- [Problems]:
a) What does the fuse splice patch post say cannot be saturated without splice?
b) Which flaws of the existing splice support in fuse does the fuse splice patch post list?

- [Passage to read]:
[Devel] [PATCH VZ9 3/3] fs/fuse: enhanced splice support

Alexey Kuznetsov kuznet at virtuozzo.com
Tue Jan 9 16:40:46 MSK 2024


Unfortunately, existing support of splice in fuse is completely useless,
it has many flaws, each of them is fatal, even taken separately.

- it passes only single splice, which requires of user space
  to prepare one more splice to merge header.
- ... and does not allow to use splices coming from TCP as they
  can be huge and do not fit to single pipe buffer.
- it uses kvmalloc(!!!) for temp buffer, which is very expensive

Nevertheless, using splices to transfer date from network is the only
our chance to get some reasonable throughput. F.e. without splice
we cannot saturate even single 100G ethernet.

- [Source material]:
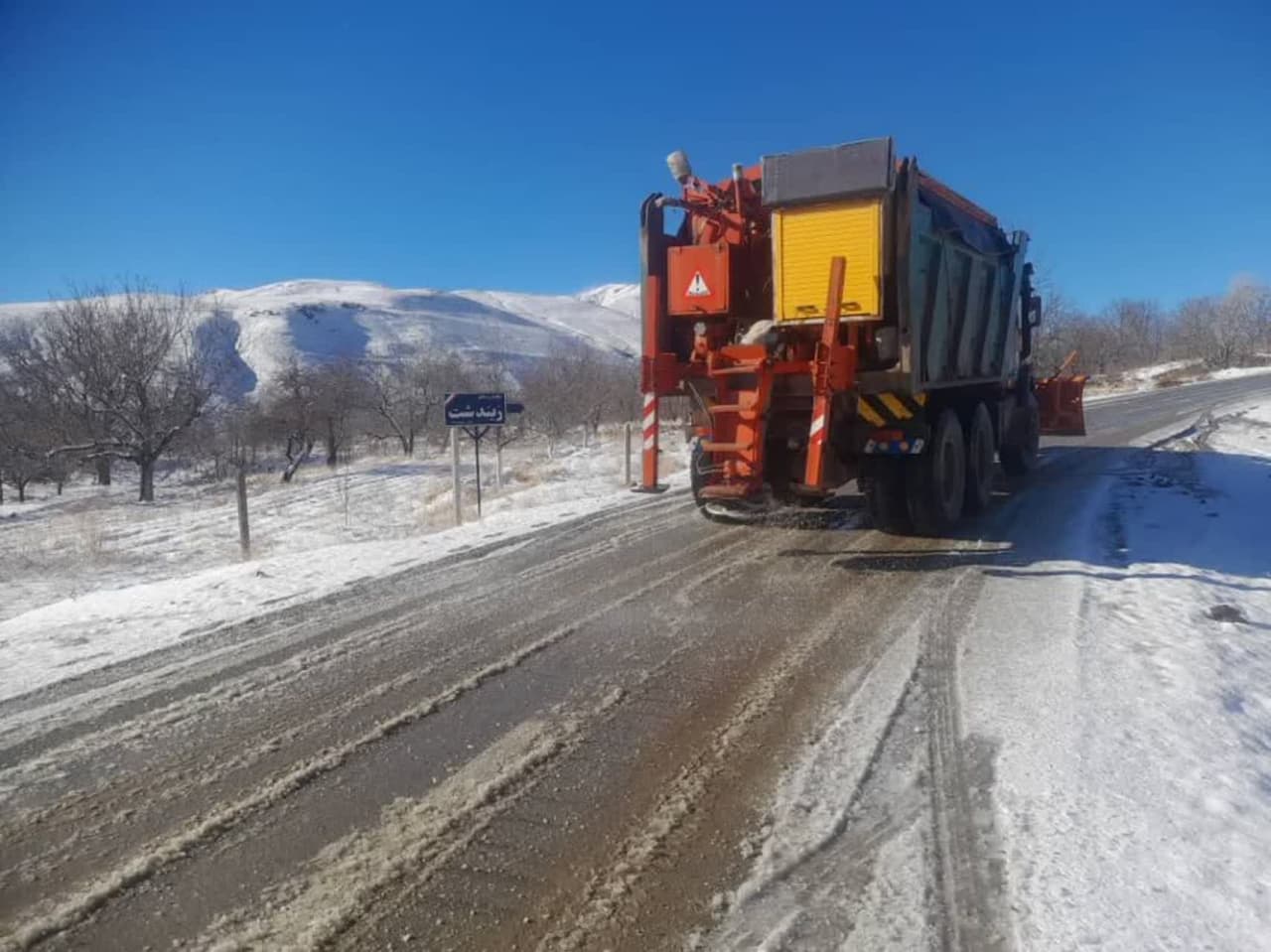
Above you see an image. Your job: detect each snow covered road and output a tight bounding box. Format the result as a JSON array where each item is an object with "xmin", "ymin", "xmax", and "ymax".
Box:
[{"xmin": 0, "ymin": 377, "xmax": 1271, "ymax": 949}]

- [Task responses]:
a) Even a single 100G Ethernet link.

b)
- It passes only a single splice, which requires user space to prepare one more splice to merge the header.
- It does not allow the use of splices coming from TCP, as they can be huge and do not fit into a single pipe buffer.
- It uses kvmalloc for the temporary buffer, which is very expensive.